Set problem 1>
Copy out the listing verbatim, from the line containing "trace --target plate" through the end of the listing, with both ends included.

Start Article

Understanding Kafka's Internal Storage and Log Retention

Apache Kafka is a commit-log system. The records are appended at the end of each Partition, and each Partition is also split into segments. Segments help delete older records through Compaction, improve performance, and much more. We can see the relation in the below diagram:

Kafka allows us to optimize the log-related configurations, we can control the rolling of segments, log retention, etc. These configurations determine how long the record will be stored and we’ll see how it impacts the broker's performance, especially when the cleanup policy is set to Delete.

Partition Structure on file-system

As discussed in the above diagram, Kafka Topic is divided into Partitions. A partition is a logical unit of work in Kafka where records get appended but it is not the unit of storage. Partitions are further split into Segments which are the actual files on the file system. For better performance and maintainability, multiple segments get created, and rather than reading from one huge Partition, Consumers can now read faster from a smaller segment file. A directory with the partition name gets created and maintains all the segments for that partition as various files.

Here is a sample directory structure for Topic my-topic and its partition my-topic-0.


|── my-topic-0
   ├── 00000000000000000000.index
   ├── 00000000000000000000.log
   ├── 00000000000000000000.timeindex
   ├── 00000000000000001007.index
   ├── 00000000000000001007.log
   ├── 00000000000000001007.snapshot
   ├── 00000000000000001007.timeindex
   ├── leader-epoch-checkpoint

.log file - This file contains the actual records and maintains the records up to a specific offset. The name of the file depicts the starting offset added to this file.
.index file - This file has an index that maps a record offset to the byte offset of the record within the
.log file. This mapping is used to read the record from any specific offset.
.timeindex file - This file contains the mapping of the timestamp to record offset, which internally maps to the byte offset of the record usingthe
.index file. This helps in accessing the records from the specific timestamp.
.snapshot file - contains a snapshot of the producer state regarding sequence IDs used to avoid duplicate records. It is used when, after a new leader is elected, the preferred one comes back and needs such a state to become a leader again. This is only available for the active segment (log file).

End Article

Set problem 2>
Translate this sentence from the Kafka storage article into Spanish: "Partitions are further split into Segments which are the actual files on the file system."

Start Data shown

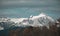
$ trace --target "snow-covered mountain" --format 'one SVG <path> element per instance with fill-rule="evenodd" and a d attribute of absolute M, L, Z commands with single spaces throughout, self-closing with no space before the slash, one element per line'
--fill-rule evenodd
<path fill-rule="evenodd" d="M 4 28 L 11 26 L 49 27 L 49 25 L 51 26 L 54 24 L 55 20 L 44 13 L 41 13 L 38 16 L 31 15 L 29 18 L 0 18 L 0 26 Z"/>

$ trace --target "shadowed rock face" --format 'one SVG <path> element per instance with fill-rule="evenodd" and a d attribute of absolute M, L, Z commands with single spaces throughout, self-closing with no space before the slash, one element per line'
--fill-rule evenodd
<path fill-rule="evenodd" d="M 29 26 L 23 29 L 10 30 L 9 36 L 59 36 L 59 29 L 55 25 L 50 26 L 49 29 L 45 26 L 42 29 Z"/>

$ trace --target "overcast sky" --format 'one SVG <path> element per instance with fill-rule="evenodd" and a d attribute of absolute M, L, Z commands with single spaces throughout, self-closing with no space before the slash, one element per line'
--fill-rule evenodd
<path fill-rule="evenodd" d="M 1 0 L 0 16 L 18 16 L 27 12 L 31 15 L 40 12 L 49 12 L 57 16 L 60 14 L 59 0 Z M 23 12 L 23 13 L 22 13 Z M 25 15 L 26 15 L 25 14 Z M 23 15 L 22 15 L 23 16 Z"/>

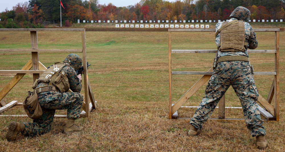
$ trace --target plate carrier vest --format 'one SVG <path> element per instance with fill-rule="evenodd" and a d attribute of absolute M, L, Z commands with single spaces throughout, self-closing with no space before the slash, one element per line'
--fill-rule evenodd
<path fill-rule="evenodd" d="M 220 29 L 220 44 L 217 48 L 218 50 L 232 52 L 245 51 L 247 43 L 245 42 L 243 21 L 234 20 L 228 23 L 224 22 Z"/>
<path fill-rule="evenodd" d="M 36 90 L 40 88 L 48 87 L 47 86 L 44 86 L 40 87 L 36 87 L 39 83 L 44 82 L 49 83 L 48 89 L 45 91 L 56 91 L 53 90 L 54 89 L 53 88 L 54 88 L 54 87 L 53 87 L 53 85 L 55 86 L 56 88 L 61 92 L 64 92 L 68 90 L 70 87 L 68 79 L 65 72 L 64 71 L 61 71 L 63 67 L 66 66 L 73 68 L 72 66 L 67 63 L 55 63 L 54 64 L 48 67 L 45 71 L 40 75 L 40 77 L 35 81 L 32 88 Z M 52 68 L 53 67 L 53 68 Z"/>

End Data shown

Output 1>
$ trace --target plate carrier vest --format 'one SVG <path> element per instance with fill-rule="evenodd" and a d attribute of absolute M, L, Z commands with single spaces throughout, self-closing with no space before the slash, one element per line'
--fill-rule evenodd
<path fill-rule="evenodd" d="M 220 29 L 220 44 L 217 48 L 218 50 L 232 52 L 245 51 L 247 43 L 245 42 L 243 21 L 234 20 L 228 23 L 224 22 Z"/>
<path fill-rule="evenodd" d="M 36 90 L 40 88 L 48 87 L 47 86 L 44 86 L 40 87 L 36 87 L 39 83 L 44 82 L 49 83 L 48 89 L 45 91 L 56 91 L 53 90 L 54 89 L 53 88 L 54 88 L 54 87 L 53 87 L 53 85 L 55 86 L 56 88 L 61 92 L 64 92 L 68 90 L 70 87 L 68 79 L 65 72 L 64 71 L 61 71 L 63 67 L 66 66 L 73 68 L 72 66 L 67 63 L 55 63 L 54 64 L 48 67 L 45 71 L 40 75 L 40 77 L 35 81 L 32 88 Z M 52 68 L 53 67 L 53 68 Z"/>

Output 2>
Las particiones se dividen a su vez en segmentos, que son los archivos reales en el sistema de archivos.